What is required: In the loess walkthrough, list each symbol that the "Procedure" steps introduce with "Let" or "denote", and give what each one stands for.

Loess from scratch in Python + Animation

Introduction

Loess is a class of regression models that allows us to estimate the regression function \(f(X)\) by fitting a simple (and different) model to each point in the domain \(X\). This is done by paying attention to the points closest to a particular target point \(x_0 \in X\).

In the classic simple linear regression we have the following model:

\[ y_i = f(x_i) + \epsilon_i\]

where \(f(x_i)\) is:

\[f(x_i) = \beta_0 + \beta_1 \cdot x_i\] and in the case of loess with approximate \(f(x_i)\) by a polynomial weigthed by a function \(w_i\) that assigns higher weights to points \(x_i\) that are closer to \(x_0\):

\[f(x_i) = w_i(x_0) \cdot [\beta_0 + \beta_1 \cdot x_i + \beta_2 \cdot x_i^2 + \dots]\]

Procedure:

Let \(x_i\) denote a set of \(n\) values for a particular variable and let \(y_i\) represent the corresponding response variable.
Find the \(k\) closest points to the target point \(x_0\). Let’s denote this set \(D_0\)
- For implementation, keep track of these points and their distances \(d_{i0}\)
Find the furthest distance among those \(k\) points. Let’s denote this quantity as \(\delta(x_0)\)
Calculate the weight function \(w_i\) for each \(x_i \in D_0\) using the tricube weight function:

\[w_i(x_0) = W(\frac{d_{i0}}{\delta(x_0)})\]

where \(W(\cdot)\):

\[\begin{equation} W(u) = \begin{cases} (1 - u^3)^3, & 0 \leq u < 1 \\ 0, & \text{otherwise} \end{cases} \end{equation}\]

Calculate the prediction \(\hat f(x_0)\) by solving weigthed least squares. The normal equation can be expressed as followed:

\[\begin{align} WX\hat \beta &= Wy \\ X'WX\hat \beta &= X'Wy \\ \hat \beta &= (X'WX)^{-1}X'Wy \end{align}\]

You need to use only the \(k\) closest points for each target point \(x_0\)
- In the case of a polynomial of degree 1:
  - W is a 2x2 diagonal matrix
  - X is a kx2 matrix (column 1 it is a column of 1’s for the intercept)
  - y is a kx1 vector
- In the case of a polynomial of degree 2:
  - W is a 3x3 diagonal matrix
  - X is a kx3 matrix
  - y is a kx1 vector
With the estimates of \(\hat \beta\) you can calculate \(\hat f(x_0)\)

Location identification items:
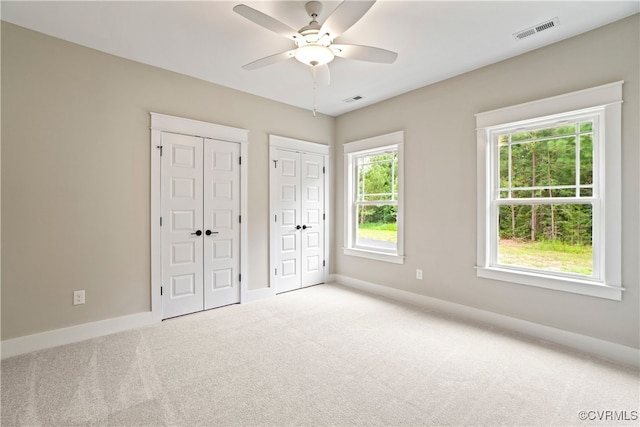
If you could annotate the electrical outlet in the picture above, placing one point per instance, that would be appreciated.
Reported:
(78, 297)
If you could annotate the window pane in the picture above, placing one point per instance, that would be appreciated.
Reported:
(376, 227)
(504, 166)
(544, 163)
(378, 177)
(586, 159)
(547, 237)
(586, 126)
(586, 192)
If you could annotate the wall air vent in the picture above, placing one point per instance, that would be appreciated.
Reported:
(353, 99)
(551, 23)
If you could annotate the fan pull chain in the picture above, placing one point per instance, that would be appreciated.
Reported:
(313, 74)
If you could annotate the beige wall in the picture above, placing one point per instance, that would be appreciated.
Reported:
(440, 176)
(76, 175)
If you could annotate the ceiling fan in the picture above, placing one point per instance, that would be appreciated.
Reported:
(314, 43)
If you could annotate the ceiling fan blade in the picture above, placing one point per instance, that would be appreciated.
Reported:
(268, 60)
(265, 21)
(364, 53)
(344, 16)
(322, 75)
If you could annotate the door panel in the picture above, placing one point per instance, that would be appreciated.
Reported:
(221, 218)
(299, 190)
(312, 202)
(181, 193)
(287, 187)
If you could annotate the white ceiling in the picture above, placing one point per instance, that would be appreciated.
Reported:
(435, 40)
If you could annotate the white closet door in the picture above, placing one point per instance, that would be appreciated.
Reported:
(298, 195)
(182, 251)
(312, 205)
(288, 220)
(221, 223)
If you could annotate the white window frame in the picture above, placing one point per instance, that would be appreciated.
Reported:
(352, 151)
(605, 103)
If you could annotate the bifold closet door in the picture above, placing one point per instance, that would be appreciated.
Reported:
(200, 224)
(299, 224)
(312, 210)
(221, 223)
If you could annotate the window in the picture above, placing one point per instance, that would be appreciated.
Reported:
(373, 171)
(549, 193)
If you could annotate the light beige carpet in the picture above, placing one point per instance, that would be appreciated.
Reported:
(325, 355)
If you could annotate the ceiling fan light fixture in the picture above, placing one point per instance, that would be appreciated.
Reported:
(314, 54)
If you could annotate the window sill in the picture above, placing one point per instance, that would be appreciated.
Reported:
(565, 284)
(378, 256)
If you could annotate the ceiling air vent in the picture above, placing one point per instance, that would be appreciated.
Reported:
(353, 99)
(537, 28)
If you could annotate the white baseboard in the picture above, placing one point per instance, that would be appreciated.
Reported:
(257, 294)
(595, 346)
(57, 337)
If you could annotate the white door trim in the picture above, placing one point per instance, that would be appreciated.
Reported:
(164, 123)
(284, 143)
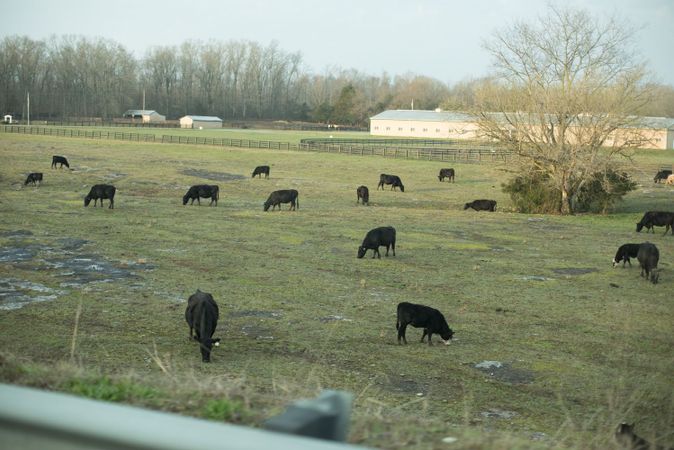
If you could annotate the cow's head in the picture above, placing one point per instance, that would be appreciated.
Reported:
(206, 346)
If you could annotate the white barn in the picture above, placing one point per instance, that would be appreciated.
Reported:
(200, 122)
(145, 115)
(656, 132)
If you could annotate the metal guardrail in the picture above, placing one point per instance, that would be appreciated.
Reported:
(31, 419)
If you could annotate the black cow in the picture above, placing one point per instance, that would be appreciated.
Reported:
(101, 192)
(363, 194)
(446, 173)
(283, 196)
(648, 257)
(421, 316)
(59, 160)
(661, 175)
(653, 219)
(202, 317)
(481, 205)
(376, 238)
(624, 253)
(211, 191)
(393, 180)
(260, 170)
(35, 178)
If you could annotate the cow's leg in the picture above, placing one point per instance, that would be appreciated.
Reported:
(401, 333)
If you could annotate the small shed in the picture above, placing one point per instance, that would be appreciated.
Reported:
(144, 115)
(200, 122)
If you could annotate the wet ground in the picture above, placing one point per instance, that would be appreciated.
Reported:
(68, 260)
(216, 176)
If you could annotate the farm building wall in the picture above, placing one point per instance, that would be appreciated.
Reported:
(443, 125)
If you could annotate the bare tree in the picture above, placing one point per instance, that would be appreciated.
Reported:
(564, 97)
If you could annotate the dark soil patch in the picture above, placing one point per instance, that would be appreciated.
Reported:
(506, 373)
(66, 261)
(217, 176)
(404, 385)
(573, 270)
(257, 332)
(256, 313)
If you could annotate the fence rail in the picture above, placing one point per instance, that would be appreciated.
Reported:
(466, 152)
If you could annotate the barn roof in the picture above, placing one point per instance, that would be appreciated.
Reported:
(421, 115)
(204, 118)
(657, 123)
(140, 112)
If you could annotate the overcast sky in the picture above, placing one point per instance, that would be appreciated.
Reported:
(438, 38)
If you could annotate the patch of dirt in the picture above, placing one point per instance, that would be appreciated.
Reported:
(256, 313)
(404, 385)
(257, 332)
(65, 261)
(217, 176)
(505, 372)
(574, 270)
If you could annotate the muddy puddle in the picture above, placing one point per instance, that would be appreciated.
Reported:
(217, 176)
(504, 372)
(67, 260)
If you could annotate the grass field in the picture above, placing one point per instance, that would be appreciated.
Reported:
(583, 346)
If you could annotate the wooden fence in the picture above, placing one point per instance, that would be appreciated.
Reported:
(368, 147)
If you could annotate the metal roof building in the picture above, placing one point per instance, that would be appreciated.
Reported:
(200, 122)
(145, 115)
(658, 132)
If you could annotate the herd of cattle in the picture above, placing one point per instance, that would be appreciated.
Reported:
(202, 311)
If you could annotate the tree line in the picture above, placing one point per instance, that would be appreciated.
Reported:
(77, 77)
(74, 76)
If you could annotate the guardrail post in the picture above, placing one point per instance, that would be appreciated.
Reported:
(326, 417)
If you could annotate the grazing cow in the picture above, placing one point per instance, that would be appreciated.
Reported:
(653, 219)
(628, 439)
(259, 170)
(446, 173)
(648, 256)
(101, 192)
(421, 316)
(662, 175)
(624, 253)
(283, 196)
(59, 160)
(393, 180)
(363, 194)
(35, 178)
(202, 317)
(481, 205)
(376, 238)
(211, 191)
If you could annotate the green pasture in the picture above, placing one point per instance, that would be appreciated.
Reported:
(584, 346)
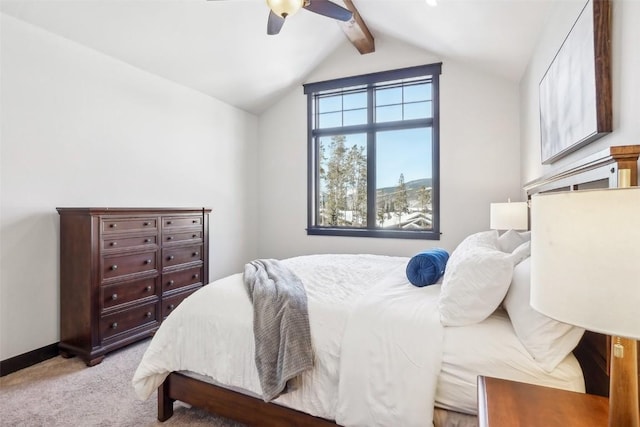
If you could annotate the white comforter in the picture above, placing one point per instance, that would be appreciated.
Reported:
(377, 341)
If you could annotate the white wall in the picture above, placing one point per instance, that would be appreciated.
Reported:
(625, 77)
(479, 160)
(82, 129)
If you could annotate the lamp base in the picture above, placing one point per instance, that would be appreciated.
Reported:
(623, 383)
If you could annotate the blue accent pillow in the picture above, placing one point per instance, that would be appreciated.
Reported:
(426, 268)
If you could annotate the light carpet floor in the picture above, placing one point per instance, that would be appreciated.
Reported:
(64, 392)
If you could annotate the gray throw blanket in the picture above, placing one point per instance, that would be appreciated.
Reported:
(280, 325)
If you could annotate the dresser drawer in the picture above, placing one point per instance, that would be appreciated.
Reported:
(116, 266)
(180, 279)
(120, 242)
(172, 236)
(124, 321)
(170, 303)
(119, 225)
(181, 255)
(122, 293)
(181, 221)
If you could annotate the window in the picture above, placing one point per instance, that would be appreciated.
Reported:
(373, 154)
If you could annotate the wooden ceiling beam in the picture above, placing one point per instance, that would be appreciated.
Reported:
(357, 32)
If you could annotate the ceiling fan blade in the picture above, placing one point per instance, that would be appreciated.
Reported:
(274, 24)
(330, 9)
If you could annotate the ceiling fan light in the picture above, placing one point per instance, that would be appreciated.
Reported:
(284, 8)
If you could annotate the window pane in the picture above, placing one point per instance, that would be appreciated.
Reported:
(417, 110)
(329, 120)
(355, 117)
(342, 201)
(389, 96)
(404, 179)
(355, 100)
(329, 103)
(388, 114)
(420, 92)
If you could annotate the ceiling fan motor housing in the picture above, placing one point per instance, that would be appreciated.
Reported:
(284, 8)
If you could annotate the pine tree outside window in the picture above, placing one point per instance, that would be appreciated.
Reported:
(373, 154)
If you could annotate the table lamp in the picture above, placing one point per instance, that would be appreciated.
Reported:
(508, 216)
(585, 271)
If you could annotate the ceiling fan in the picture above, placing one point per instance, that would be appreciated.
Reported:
(281, 9)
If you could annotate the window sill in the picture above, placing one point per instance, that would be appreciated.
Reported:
(377, 233)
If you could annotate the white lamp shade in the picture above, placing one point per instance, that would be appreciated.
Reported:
(585, 259)
(508, 216)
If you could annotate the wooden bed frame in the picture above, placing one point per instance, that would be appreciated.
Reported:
(596, 171)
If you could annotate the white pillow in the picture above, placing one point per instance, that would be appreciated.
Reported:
(475, 281)
(547, 340)
(483, 238)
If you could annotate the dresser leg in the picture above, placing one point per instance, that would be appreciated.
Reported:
(95, 361)
(65, 354)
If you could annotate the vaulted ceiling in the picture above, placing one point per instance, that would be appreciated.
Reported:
(221, 48)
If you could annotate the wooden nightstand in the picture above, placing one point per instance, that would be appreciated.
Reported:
(503, 403)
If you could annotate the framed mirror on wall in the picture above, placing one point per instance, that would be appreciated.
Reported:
(575, 91)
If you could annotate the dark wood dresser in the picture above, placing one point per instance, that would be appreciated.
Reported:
(123, 270)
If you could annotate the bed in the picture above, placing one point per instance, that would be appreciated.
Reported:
(356, 380)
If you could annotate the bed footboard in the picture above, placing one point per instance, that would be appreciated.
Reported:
(230, 404)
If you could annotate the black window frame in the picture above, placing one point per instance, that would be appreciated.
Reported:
(370, 128)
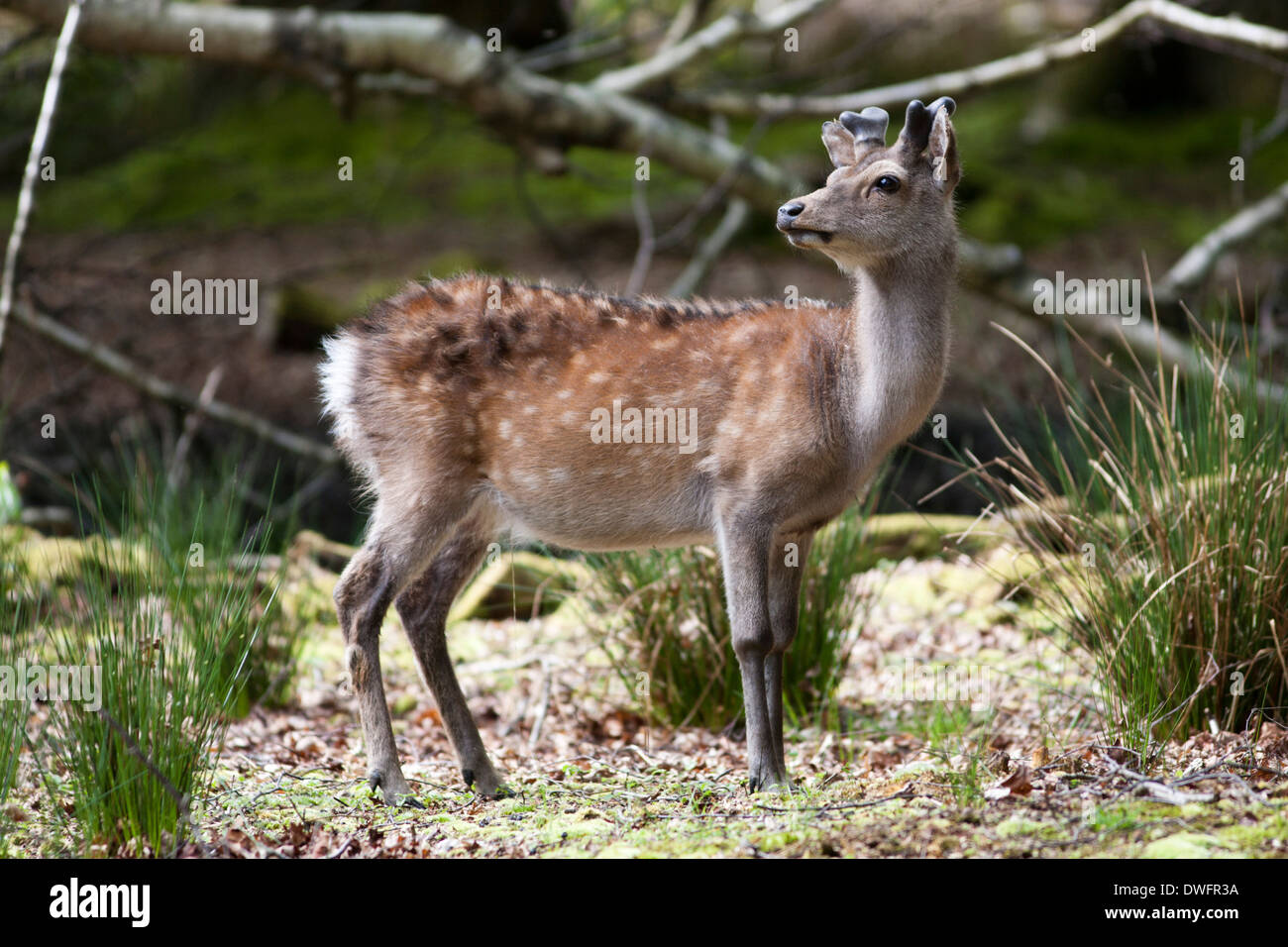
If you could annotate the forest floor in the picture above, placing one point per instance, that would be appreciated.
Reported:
(1014, 770)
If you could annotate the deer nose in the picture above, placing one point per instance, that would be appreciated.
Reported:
(789, 213)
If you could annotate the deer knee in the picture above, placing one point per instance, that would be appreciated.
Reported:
(357, 664)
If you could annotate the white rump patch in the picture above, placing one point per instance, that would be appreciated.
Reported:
(338, 372)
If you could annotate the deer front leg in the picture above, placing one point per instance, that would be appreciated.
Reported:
(786, 570)
(745, 553)
(423, 608)
(362, 598)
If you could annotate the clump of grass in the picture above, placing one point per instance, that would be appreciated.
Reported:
(13, 707)
(210, 515)
(1163, 526)
(172, 637)
(661, 617)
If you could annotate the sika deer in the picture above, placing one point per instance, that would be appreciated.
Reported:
(475, 406)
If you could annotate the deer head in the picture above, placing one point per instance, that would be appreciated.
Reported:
(881, 201)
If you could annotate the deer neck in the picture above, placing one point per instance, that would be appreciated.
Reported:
(900, 347)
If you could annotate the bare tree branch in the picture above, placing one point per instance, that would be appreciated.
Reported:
(1184, 21)
(708, 252)
(1198, 261)
(44, 123)
(326, 47)
(124, 368)
(1005, 277)
(729, 29)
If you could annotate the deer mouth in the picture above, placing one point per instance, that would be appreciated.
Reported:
(803, 236)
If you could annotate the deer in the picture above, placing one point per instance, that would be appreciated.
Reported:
(469, 407)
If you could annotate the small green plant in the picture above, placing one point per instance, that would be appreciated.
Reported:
(661, 618)
(13, 706)
(168, 642)
(1163, 526)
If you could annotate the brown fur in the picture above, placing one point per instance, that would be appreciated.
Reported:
(471, 406)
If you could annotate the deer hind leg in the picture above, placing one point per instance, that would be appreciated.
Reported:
(745, 553)
(397, 547)
(786, 570)
(423, 608)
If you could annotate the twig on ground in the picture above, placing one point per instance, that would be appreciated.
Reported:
(44, 123)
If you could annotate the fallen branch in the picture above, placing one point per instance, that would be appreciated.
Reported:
(334, 48)
(161, 389)
(1198, 261)
(1186, 22)
(44, 123)
(708, 252)
(721, 33)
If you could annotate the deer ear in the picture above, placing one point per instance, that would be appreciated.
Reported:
(838, 144)
(941, 147)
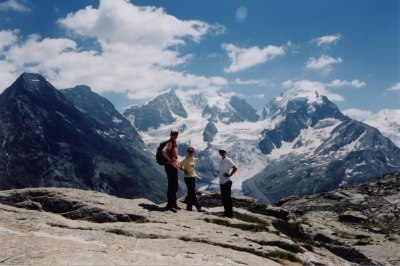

Result:
- x_i: a set of n values for a particular variable
- y_i: the corresponding response variable
- D_0: the set of the k closest points to the target point x_0
- δ(x_0): the furthest distance among those k points